(Entries supplied)
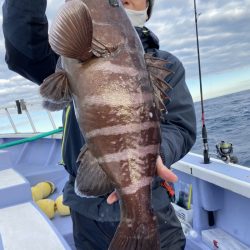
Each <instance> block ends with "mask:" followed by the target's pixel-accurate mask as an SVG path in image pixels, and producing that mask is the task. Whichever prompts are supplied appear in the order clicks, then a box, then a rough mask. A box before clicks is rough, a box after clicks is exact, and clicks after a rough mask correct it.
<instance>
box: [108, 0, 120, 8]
mask: <svg viewBox="0 0 250 250" xmlns="http://www.w3.org/2000/svg"><path fill="white" fill-rule="evenodd" d="M109 4H110V5H111V6H113V7H119V2H118V1H117V0H109Z"/></svg>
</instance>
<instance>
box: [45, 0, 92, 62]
mask: <svg viewBox="0 0 250 250" xmlns="http://www.w3.org/2000/svg"><path fill="white" fill-rule="evenodd" d="M92 37H93V25H92V19H91V16H90V12H89V9H88V7H87V6H86V5H85V4H84V3H83V2H82V1H80V0H72V1H67V2H66V3H65V4H64V6H63V7H62V8H61V9H60V11H59V13H58V15H57V16H56V19H55V21H54V22H53V24H52V26H51V30H50V33H49V42H50V45H51V47H52V49H53V50H54V51H55V52H56V53H57V54H59V55H61V56H66V57H69V58H74V59H78V60H81V61H85V60H87V59H89V58H90V57H91V56H92V52H91V43H92Z"/></svg>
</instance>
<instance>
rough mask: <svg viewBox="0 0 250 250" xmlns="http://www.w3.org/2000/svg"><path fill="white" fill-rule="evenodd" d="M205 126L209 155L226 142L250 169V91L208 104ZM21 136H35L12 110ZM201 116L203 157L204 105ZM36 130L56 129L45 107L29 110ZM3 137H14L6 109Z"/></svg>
mask: <svg viewBox="0 0 250 250" xmlns="http://www.w3.org/2000/svg"><path fill="white" fill-rule="evenodd" d="M14 104H15V103H14V102H13V105H14ZM204 109H205V122H206V128H207V134H208V144H209V152H210V154H211V156H212V157H216V147H215V146H216V144H217V143H219V142H220V141H222V140H224V141H226V142H229V143H232V144H233V151H234V152H233V154H234V155H236V156H237V158H238V159H239V164H241V165H244V166H248V167H250V90H246V91H242V92H237V93H234V94H230V95H225V96H220V97H216V98H213V99H208V100H205V101H204ZM8 111H9V113H10V115H11V117H12V120H13V122H14V123H15V125H16V129H17V131H18V132H20V133H22V132H31V131H32V128H31V125H30V123H29V120H28V117H27V115H26V114H25V112H23V113H22V114H21V115H18V114H17V109H16V106H15V105H14V107H13V108H10V109H8ZM195 111H196V116H197V132H198V133H197V140H196V143H195V145H194V146H193V148H192V150H191V152H194V153H199V154H202V153H203V143H202V137H201V126H202V125H201V104H200V102H195ZM29 113H30V115H31V117H32V120H33V123H34V126H35V128H36V130H37V131H39V132H46V131H50V130H52V129H53V126H52V124H51V123H50V122H49V117H48V113H47V111H45V110H43V109H42V107H41V105H39V106H36V105H34V106H31V107H29ZM51 115H52V116H53V120H54V122H55V127H60V126H62V123H61V116H62V112H52V113H51ZM0 121H1V122H0V134H4V133H13V132H14V131H13V129H12V128H11V126H10V121H9V120H8V117H7V115H6V112H5V110H4V109H0Z"/></svg>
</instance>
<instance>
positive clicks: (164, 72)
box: [144, 53, 174, 113]
mask: <svg viewBox="0 0 250 250" xmlns="http://www.w3.org/2000/svg"><path fill="white" fill-rule="evenodd" d="M144 58H145V62H146V66H147V69H148V72H149V76H150V80H151V83H152V87H153V90H154V95H155V101H156V106H157V108H158V110H160V111H161V112H162V113H163V112H166V110H167V108H166V105H165V103H166V101H167V100H168V99H169V96H168V95H167V92H168V91H169V90H171V89H172V87H171V86H170V85H169V84H168V82H167V81H166V78H167V76H169V75H170V74H173V73H174V72H172V71H170V70H169V69H168V68H167V67H166V65H167V64H170V62H168V61H166V60H163V59H159V58H156V57H154V56H153V55H152V54H150V53H146V54H145V55H144Z"/></svg>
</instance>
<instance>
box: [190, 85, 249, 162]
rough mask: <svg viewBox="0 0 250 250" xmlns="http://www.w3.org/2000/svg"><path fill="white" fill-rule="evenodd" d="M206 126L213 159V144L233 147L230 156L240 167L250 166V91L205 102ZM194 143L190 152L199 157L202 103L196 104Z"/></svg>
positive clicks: (200, 137)
mask: <svg viewBox="0 0 250 250" xmlns="http://www.w3.org/2000/svg"><path fill="white" fill-rule="evenodd" d="M204 110H205V124H206V128H207V134H208V135H207V137H208V144H209V151H210V154H211V156H213V157H215V156H214V154H216V147H215V146H216V144H218V143H219V142H220V141H222V140H223V141H226V142H229V143H232V144H233V155H235V156H237V158H238V160H239V164H241V165H244V166H247V167H250V90H245V91H242V92H237V93H234V94H230V95H225V96H220V97H216V98H213V99H208V100H205V101H204ZM195 111H196V116H197V140H196V143H195V145H194V147H193V148H192V150H191V152H194V153H199V154H202V152H203V142H202V136H201V127H202V124H201V103H200V102H196V103H195Z"/></svg>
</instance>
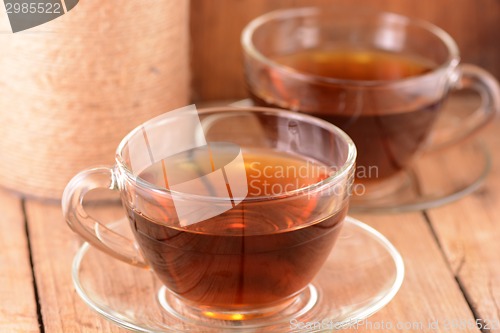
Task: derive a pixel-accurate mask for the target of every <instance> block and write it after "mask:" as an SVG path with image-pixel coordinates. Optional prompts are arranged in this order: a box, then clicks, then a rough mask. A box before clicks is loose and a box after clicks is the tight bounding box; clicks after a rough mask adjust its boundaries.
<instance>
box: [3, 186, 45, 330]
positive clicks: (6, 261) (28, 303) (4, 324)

(Problem to solve)
Your reply must reproduce all of the entries exactly and contain no pictures.

(Result for this exercise)
Each <instance> block ends with "mask:" followed by the target's pixel-accurate mask as an SVG path in image pixels, and producing that mask is the task. Whichever prompts are supplied appear in the order clicks, then a box, then a rough mask. A box before clicks is rough, a box after clicks is exact, and clicks after a rough mask correct it.
<instance>
box: [108, 0, 120, 8]
mask: <svg viewBox="0 0 250 250" xmlns="http://www.w3.org/2000/svg"><path fill="white" fill-rule="evenodd" d="M109 4H110V5H111V6H113V7H119V2H118V1H117V0H109Z"/></svg>
</instance>
<instance>
box: [45, 0, 92, 62]
mask: <svg viewBox="0 0 250 250" xmlns="http://www.w3.org/2000/svg"><path fill="white" fill-rule="evenodd" d="M92 37H93V25H92V19H91V16H90V12H89V9H88V7H87V6H86V5H85V4H84V3H83V2H82V1H80V0H72V1H67V2H66V3H65V4H64V6H63V7H62V8H61V9H60V11H59V13H58V15H57V16H56V19H55V21H54V22H53V24H52V26H51V30H50V33H49V42H50V45H51V47H52V49H53V50H54V51H55V52H56V53H57V54H59V55H61V56H66V57H69V58H74V59H78V60H81V61H85V60H87V59H89V58H90V57H91V56H92V52H91V43H92Z"/></svg>
</instance>
<instance>
rough mask: <svg viewBox="0 0 250 250" xmlns="http://www.w3.org/2000/svg"><path fill="white" fill-rule="evenodd" d="M205 126L209 155L226 142L250 169V91L208 104ZM21 136H35L12 110ZM201 116L203 157L204 105ZM36 130L56 129L45 107L29 110ZM3 137H14L6 109Z"/></svg>
mask: <svg viewBox="0 0 250 250" xmlns="http://www.w3.org/2000/svg"><path fill="white" fill-rule="evenodd" d="M14 104H15V103H14V102H13V105H14ZM204 109H205V122H206V128H207V134H208V144H209V152H210V154H211V156H212V157H216V147H215V146H216V144H217V143H219V142H220V141H222V140H224V141H226V142H229V143H232V144H233V151H234V152H233V154H234V155H236V156H237V158H238V159H239V164H241V165H244V166H248V167H250V90H246V91H242V92H237V93H234V94H230V95H225V96H220V97H216V98H213V99H208V100H205V101H204ZM8 111H9V113H10V115H11V117H12V120H13V122H14V123H15V125H16V129H17V131H18V132H20V133H22V132H31V131H32V128H31V125H30V123H29V120H28V117H27V115H26V114H25V112H23V113H22V114H21V115H18V114H17V109H16V106H15V105H14V107H13V108H10V109H8ZM195 111H196V116H197V132H198V133H197V140H196V143H195V145H194V146H193V148H192V150H191V152H194V153H199V154H202V153H203V143H202V137H201V126H202V125H201V104H200V102H195ZM29 113H30V115H31V117H32V120H33V123H34V126H35V128H36V130H37V131H39V132H46V131H50V130H52V129H53V126H52V124H51V123H50V122H49V117H48V113H47V111H45V110H43V109H42V107H41V105H39V106H36V105H34V106H31V107H29ZM51 115H52V116H53V120H54V122H55V127H60V126H62V123H61V116H62V112H52V113H51ZM0 121H1V122H0V134H4V133H13V132H14V131H13V129H12V128H11V126H10V121H9V120H8V117H7V115H6V112H5V110H4V109H0Z"/></svg>
</instance>
<instance>
positive clicks: (164, 72)
box: [144, 53, 174, 113]
mask: <svg viewBox="0 0 250 250" xmlns="http://www.w3.org/2000/svg"><path fill="white" fill-rule="evenodd" d="M144 58H145V62H146V66H147V69H148V72H149V76H150V80H151V83H152V87H153V90H154V95H155V101H156V106H157V108H158V110H160V111H161V112H162V113H163V112H166V110H167V108H166V105H165V103H166V101H167V100H168V99H169V96H168V95H167V92H168V91H169V90H171V89H172V87H171V86H170V85H169V84H168V82H167V81H166V78H167V76H169V75H170V74H173V73H174V72H172V71H170V70H169V69H168V68H167V67H166V65H167V64H170V62H168V61H166V60H163V59H159V58H156V57H154V56H153V55H152V54H150V53H146V54H145V55H144Z"/></svg>
</instance>
<instance>
box: [190, 85, 249, 162]
rough mask: <svg viewBox="0 0 250 250" xmlns="http://www.w3.org/2000/svg"><path fill="white" fill-rule="evenodd" d="M206 126L213 159V144L233 147L230 156L240 167L250 166V91L205 102ZM194 143L190 152L199 157L202 103L196 104Z"/></svg>
positive clicks: (200, 137)
mask: <svg viewBox="0 0 250 250" xmlns="http://www.w3.org/2000/svg"><path fill="white" fill-rule="evenodd" d="M204 110H205V124H206V128H207V134H208V135H207V137H208V144H209V151H210V154H211V156H213V157H215V156H214V154H216V147H215V146H216V144H218V143H219V142H220V141H222V140H223V141H226V142H229V143H232V144H233V155H235V156H237V158H238V160H239V164H241V165H244V166H247V167H250V90H245V91H242V92H237V93H234V94H230V95H225V96H220V97H216V98H213V99H208V100H205V101H204ZM195 111H196V116H197V140H196V143H195V145H194V147H193V148H192V150H191V152H194V153H199V154H202V152H203V142H202V136H201V127H202V124H201V103H200V102H196V103H195Z"/></svg>
</instance>
Task: derive a pixel-accurate mask for the target of every <instance> block and write it after "mask:" as an SVG path with image-pixel coordinates. Optional prompts are arranged in this order: a box, then clicks, then a rough mask. A box before clicks is loose and a box after clicks is the tight bounding box; clicks after a rough mask adjust its boundaries.
<instance>
box: [3, 186, 45, 330]
positive clicks: (6, 261) (28, 303) (4, 324)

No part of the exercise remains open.